TASK OBJECTIVE:
Repeat the whole of the data, keeping every detail the same.

(Stored items from a collection)
────────────────
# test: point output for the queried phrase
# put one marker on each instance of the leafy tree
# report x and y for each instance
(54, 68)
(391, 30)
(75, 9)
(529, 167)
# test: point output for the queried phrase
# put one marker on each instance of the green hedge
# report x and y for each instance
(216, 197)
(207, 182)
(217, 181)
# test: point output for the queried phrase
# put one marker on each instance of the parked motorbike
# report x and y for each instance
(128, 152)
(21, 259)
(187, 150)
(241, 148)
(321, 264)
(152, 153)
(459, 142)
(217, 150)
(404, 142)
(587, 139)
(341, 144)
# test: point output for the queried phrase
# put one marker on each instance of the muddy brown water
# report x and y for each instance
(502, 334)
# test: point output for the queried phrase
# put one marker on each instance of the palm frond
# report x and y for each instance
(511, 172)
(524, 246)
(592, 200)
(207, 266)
────────────────
ANSWER:
# test: point output for the queried phrase
# put one marker on each instance of the leafy tree
# report x and y for each instance
(54, 68)
(391, 30)
(75, 9)
(529, 167)
# test: point output for the queried phrase
# put one marker on each instance of the green hedge
# report x and y for each instance
(216, 197)
(207, 182)
(217, 181)
# test: point output for the queried phrase
# put one marker on each instance of the parked motorbike
# report x and y for each instance
(128, 152)
(21, 259)
(187, 150)
(241, 148)
(321, 264)
(152, 153)
(459, 142)
(217, 150)
(404, 142)
(587, 139)
(341, 144)
# test: point output for the queried phrase
# put one marker on each instance of the muddy brown water
# report x and y for each instance
(502, 334)
# test: point output for the queried phrase
# put one marker on each instance of the palm frond
# report x and y for each instance
(511, 172)
(524, 246)
(592, 200)
(207, 266)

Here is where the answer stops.